> **Source document**
· · · · ·

IP fragmentation (was Re: Fatal trap 12: page fault while in kernel mode)

2002-04-05 Thread Bruce A. Mah

[Moving to -net]

If memory serves me right, Andrew Gallatin wrote:

>  > Alternately, it would be a good idea to have a "ip_maxpacketfrags"
>  > instead of an "ip_maxfragpackets", to put a hard limit on the
>  > number of mbufs that can be consumed by the fragment reassembly
>  > process.
> 
> I think this is the best solution.

Just for the heck of it, I started reading through ip_input.c to see how
hard this would be to do.  Haven't got there yet, I saw something odd:
the variables ip_nfragpackets and nipq look *awfully* similar.

It looks like they both track the number of reassembly queues, because
they're initialized to zero, and incremented and decremented at the same
time.  Their limits (ip_maxfragpackets and maxnipq respectively) are
even initialized on consecutive lines.

· · · · ·

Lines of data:
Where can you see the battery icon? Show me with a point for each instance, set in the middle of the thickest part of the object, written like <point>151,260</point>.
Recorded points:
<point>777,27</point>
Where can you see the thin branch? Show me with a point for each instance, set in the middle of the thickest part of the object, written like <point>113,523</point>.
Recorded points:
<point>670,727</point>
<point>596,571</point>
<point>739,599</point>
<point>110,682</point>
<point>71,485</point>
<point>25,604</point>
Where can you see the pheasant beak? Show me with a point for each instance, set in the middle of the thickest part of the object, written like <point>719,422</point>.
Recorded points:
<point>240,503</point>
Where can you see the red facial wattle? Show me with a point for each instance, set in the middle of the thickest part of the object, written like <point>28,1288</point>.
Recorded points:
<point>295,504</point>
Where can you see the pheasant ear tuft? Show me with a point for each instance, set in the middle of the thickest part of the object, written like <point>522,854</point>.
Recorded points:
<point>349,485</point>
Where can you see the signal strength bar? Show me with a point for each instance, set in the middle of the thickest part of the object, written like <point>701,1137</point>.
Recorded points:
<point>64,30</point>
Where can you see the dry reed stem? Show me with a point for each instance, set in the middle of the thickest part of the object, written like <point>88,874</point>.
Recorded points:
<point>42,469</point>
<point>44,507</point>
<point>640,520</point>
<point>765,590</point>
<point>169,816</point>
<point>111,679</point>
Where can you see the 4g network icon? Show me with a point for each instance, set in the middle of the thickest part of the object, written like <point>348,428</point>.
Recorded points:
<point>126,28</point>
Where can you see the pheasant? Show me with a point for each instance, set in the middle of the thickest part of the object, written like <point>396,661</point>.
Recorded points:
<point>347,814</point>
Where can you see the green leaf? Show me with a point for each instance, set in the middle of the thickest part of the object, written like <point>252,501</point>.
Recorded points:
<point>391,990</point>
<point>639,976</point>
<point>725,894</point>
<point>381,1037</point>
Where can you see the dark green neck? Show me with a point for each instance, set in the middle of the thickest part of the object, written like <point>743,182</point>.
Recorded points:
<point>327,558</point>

· · · · ·

> **Tasks to perform**
A. Answer these questions about the IP fragmentation post:
(i) Where did the writer move the discussion to?
(ii) Which source file did the writer begin reading?
(iii) Which two variables does the writer say look very much alike?
B. Copy the lines of data word for word, from the first line down through the line that contains "<point>295,504</point>".

> **Correct answers**
A.
(i) -net
(ii) ip_input.c
(iii) ip_nfragpackets and nipq

B.
Where can you see the battery icon? Show me with a point for each instance, set in the middle of the thickest part of the object, written like <point>151,260</point>.
Recorded points:
<point>777,27</point>
Where can you see the thin branch? Show me with a point for each instance, set in the middle of the thickest part of the object, written like <point>113,523</point>.
Recorded points:
<point>670,727</point>
<point>596,571</point>
<point>739,599</point>
<point>110,682</point>
<point>71,485</point>
<point>25,604</point>
Where can you see the pheasant beak? Show me with a point for each instance, set in the middle of the thickest part of the object, written like <point>719,422</point>.
Recorded points:
<point>240,503</point>
Where can you see the red facial wattle? Show me with a point for each instance, set in the middle of the thickest part of the object, written like <point>28,1288</point>.
Recorded points:
<point>295,504</point>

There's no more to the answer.